→ DOCUMENT SEGMENT
##########

Born in 1978 in Melbourne, Australia, WILLIAM MACKINNON earned his Bachelor of Arts from Melbourne University, his Masters of Visual Arts from Victorian College of the Arts and his Post Graduate Diploma from the Chelsea School of Art and Design in London.  Exhibited heavily throughout Asia, Europe and Australia, Crossroads marks MACKINNON’s second solo exhibition in North America. MACKINNON is currently exhibiting as a finalist in theBasil Sellers Art Prize at The Ian Potter Museum of Art, University of Melbourne.  Born into a family legacy of internationally renowned fine artists, MACKINNON participate in a noteworthy 3 generation exhibition in Landscape of Longing: Shoreham 1950-2012 at the Mornington Pennisula Regional Gallery in Australia which included a number of works by his mother, KATHERINE HATTAM (b. 1950) and his grandfather, HAL HATTAM (b.1913 d.1994).

##########

→ LISTED ENTRIES

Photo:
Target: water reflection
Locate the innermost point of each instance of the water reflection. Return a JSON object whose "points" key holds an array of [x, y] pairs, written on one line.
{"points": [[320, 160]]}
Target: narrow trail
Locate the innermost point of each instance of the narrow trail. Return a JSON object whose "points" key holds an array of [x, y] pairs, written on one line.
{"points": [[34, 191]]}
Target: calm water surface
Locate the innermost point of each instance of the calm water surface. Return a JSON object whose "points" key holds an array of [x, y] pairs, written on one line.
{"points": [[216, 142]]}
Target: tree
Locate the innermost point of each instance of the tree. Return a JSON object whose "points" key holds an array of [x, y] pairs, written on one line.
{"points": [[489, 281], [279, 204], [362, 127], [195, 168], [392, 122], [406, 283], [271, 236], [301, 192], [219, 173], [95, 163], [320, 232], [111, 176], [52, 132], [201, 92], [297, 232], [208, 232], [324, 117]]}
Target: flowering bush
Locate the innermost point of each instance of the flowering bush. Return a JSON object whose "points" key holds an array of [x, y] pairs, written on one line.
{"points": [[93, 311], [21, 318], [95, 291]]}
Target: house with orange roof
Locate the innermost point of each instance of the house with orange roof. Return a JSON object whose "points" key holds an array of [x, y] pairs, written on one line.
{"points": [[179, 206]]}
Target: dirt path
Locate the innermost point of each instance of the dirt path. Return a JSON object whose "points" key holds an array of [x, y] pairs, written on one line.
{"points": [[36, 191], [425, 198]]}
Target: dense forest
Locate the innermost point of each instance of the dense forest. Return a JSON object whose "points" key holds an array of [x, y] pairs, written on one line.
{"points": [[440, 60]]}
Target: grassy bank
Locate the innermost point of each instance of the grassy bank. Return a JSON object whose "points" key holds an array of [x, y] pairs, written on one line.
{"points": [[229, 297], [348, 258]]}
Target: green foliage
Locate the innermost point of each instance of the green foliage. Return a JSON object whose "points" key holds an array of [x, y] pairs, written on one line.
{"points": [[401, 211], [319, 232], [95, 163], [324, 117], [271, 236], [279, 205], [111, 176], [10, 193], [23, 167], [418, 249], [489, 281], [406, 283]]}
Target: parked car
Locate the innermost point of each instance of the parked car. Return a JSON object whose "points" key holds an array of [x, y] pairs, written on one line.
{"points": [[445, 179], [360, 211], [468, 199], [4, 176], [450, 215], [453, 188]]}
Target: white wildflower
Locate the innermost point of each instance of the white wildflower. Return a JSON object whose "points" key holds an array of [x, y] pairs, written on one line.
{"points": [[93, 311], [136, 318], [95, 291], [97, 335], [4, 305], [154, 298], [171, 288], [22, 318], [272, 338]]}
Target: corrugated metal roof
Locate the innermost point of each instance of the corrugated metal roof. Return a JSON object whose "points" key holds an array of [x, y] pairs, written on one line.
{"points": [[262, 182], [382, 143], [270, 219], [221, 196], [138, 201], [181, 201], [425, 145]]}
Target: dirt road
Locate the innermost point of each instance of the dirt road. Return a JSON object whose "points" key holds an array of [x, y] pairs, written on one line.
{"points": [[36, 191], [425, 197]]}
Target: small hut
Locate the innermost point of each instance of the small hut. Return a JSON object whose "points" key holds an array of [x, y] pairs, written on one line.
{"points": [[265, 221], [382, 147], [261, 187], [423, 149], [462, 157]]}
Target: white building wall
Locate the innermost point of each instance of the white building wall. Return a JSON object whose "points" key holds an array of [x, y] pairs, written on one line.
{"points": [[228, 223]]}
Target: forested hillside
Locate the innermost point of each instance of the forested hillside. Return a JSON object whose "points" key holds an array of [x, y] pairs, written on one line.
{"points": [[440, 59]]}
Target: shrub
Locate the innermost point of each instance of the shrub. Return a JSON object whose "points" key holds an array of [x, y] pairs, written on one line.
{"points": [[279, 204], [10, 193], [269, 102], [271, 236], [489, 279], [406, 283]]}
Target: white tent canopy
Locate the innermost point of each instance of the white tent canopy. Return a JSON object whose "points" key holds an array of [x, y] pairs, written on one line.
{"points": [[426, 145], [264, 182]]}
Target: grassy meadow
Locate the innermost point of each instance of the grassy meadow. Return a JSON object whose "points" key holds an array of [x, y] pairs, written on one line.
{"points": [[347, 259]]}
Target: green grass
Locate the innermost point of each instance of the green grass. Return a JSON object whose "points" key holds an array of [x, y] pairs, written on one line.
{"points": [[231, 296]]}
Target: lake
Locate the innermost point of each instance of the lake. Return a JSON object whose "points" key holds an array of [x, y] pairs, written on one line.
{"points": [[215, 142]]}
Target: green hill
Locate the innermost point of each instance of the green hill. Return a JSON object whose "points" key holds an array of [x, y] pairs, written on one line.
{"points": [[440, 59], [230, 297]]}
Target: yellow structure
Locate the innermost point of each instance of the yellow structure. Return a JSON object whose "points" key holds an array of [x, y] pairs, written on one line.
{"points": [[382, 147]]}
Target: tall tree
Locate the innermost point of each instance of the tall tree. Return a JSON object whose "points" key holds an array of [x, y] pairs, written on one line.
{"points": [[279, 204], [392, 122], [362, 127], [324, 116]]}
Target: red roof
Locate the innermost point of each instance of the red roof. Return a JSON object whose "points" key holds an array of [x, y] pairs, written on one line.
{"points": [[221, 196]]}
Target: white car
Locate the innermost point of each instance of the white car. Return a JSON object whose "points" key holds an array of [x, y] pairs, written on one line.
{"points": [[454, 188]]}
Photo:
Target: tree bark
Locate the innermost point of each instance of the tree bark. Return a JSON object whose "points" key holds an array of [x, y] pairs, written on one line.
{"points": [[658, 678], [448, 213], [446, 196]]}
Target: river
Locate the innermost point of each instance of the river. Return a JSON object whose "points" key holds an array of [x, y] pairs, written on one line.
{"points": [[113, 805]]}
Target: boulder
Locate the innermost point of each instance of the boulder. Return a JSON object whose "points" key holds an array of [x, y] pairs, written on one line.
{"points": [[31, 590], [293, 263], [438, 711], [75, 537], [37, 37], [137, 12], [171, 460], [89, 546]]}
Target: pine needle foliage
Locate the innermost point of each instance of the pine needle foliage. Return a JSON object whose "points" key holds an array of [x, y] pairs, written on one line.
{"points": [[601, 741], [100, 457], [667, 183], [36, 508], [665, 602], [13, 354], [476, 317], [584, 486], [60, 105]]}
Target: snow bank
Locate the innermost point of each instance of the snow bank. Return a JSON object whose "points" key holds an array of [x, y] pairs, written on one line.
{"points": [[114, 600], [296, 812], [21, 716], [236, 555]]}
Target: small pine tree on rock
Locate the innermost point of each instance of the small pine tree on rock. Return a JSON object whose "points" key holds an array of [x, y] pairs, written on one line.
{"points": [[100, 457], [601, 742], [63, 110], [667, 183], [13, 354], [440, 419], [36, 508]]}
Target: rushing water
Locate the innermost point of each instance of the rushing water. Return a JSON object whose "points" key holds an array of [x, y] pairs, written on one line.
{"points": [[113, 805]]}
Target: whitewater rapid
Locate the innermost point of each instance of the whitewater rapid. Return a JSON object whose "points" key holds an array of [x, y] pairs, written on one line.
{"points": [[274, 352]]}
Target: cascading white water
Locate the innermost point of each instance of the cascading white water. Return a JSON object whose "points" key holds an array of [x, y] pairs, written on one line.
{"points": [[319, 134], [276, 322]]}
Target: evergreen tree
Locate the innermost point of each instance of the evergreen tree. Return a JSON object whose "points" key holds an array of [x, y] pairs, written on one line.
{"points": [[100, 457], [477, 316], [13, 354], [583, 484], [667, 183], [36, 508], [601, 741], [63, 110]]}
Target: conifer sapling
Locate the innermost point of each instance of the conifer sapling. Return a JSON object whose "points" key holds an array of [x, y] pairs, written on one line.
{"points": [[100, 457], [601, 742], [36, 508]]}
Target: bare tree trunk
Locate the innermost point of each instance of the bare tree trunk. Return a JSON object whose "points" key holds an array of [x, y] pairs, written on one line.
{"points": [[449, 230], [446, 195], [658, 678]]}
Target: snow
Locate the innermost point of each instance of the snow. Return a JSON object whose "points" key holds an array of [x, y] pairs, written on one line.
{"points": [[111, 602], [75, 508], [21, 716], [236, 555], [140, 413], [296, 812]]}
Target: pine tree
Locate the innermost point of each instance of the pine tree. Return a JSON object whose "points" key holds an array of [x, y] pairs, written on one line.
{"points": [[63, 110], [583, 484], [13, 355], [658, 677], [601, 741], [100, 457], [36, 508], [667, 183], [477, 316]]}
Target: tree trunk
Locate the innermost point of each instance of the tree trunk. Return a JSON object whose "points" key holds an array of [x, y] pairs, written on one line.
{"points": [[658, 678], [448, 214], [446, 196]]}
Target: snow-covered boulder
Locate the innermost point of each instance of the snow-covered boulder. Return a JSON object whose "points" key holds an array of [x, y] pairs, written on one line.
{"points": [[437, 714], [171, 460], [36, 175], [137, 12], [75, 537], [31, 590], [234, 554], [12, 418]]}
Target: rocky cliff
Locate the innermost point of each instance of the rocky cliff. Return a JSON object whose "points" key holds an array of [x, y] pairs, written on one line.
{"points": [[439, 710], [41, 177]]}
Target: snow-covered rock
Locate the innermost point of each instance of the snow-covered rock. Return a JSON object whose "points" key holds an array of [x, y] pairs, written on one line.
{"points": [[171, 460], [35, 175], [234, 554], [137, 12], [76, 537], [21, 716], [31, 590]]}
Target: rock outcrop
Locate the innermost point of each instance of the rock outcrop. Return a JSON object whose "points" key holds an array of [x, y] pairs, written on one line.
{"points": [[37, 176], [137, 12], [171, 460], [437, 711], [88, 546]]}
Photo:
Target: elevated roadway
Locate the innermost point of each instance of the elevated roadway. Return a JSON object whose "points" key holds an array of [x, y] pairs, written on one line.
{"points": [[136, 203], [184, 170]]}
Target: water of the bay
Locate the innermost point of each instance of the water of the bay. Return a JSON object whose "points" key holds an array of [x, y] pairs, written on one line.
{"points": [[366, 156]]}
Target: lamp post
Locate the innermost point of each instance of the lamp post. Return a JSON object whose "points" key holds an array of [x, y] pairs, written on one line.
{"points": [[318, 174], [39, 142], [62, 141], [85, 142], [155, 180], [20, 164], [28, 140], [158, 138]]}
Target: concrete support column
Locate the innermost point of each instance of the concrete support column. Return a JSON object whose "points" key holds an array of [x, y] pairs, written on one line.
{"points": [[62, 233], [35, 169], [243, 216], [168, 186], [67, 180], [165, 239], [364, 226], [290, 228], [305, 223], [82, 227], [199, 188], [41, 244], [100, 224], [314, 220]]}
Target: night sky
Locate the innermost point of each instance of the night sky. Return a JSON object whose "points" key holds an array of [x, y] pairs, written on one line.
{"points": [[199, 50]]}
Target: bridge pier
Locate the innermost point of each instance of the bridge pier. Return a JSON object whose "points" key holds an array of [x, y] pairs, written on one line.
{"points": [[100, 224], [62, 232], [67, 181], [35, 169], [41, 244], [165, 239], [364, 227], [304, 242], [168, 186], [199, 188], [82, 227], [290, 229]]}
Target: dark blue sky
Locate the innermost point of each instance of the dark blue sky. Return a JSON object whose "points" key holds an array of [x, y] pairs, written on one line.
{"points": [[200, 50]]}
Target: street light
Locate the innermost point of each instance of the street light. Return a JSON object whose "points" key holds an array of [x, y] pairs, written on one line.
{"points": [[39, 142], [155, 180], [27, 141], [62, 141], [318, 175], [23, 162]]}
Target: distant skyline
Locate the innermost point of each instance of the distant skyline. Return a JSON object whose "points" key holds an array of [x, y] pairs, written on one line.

##########

→ STATED TASK
Decide whether each statement agrees with the passage on William Mackinnon. Answer yes or no for each, and quote the words of the passage that decide it.
1. Mackinnon received his Post Graduate Diploma from a school in London.
2. Crossroads is Mackinnon's first solo exhibition in North America.
3. Mackinnon's grandfather was born in 1950.
The rows come from a separate source and are unrelated to the passage.

→ ANSWER TO THIS PROBLEM
1. Yes: "his Post Graduate Diploma from the Chelsea School of Art and Design in London"
2. No: "Crossroads marks MACKINNON’s second solo exhibition in North America"
3. No: "his grandfather, HAL HATTAM (b.1913 d.1994)"